This task calls for copying each line below that contains "white".

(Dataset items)
◆ ◆ ◆ ◆ ◆

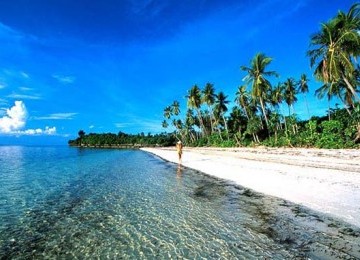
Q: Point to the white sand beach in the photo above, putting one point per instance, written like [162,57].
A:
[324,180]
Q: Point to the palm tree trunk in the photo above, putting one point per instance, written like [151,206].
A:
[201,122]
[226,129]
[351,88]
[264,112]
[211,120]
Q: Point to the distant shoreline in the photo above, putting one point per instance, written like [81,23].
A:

◆ ◆ ◆ ◆ ◆

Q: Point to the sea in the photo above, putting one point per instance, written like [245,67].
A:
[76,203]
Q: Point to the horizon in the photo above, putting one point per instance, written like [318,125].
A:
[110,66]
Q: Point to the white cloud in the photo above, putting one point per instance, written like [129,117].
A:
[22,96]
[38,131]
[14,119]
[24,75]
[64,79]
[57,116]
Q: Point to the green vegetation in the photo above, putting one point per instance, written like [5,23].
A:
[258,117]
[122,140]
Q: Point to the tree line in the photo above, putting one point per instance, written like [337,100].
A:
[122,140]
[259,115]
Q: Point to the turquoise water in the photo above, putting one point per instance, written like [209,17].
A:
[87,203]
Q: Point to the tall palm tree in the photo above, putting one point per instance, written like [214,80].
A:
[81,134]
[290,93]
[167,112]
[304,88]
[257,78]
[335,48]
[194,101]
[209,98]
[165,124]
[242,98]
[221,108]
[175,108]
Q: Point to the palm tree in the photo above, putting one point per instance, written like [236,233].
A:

◆ ◆ ◆ ◆ ◆

= RESPONSE AREA =
Q: Point to the white sand beach in the photo above, putting one point per instance, written like [162,57].
Q: Point to the white cloud in the photo above, putting one point per instance, written like [129,117].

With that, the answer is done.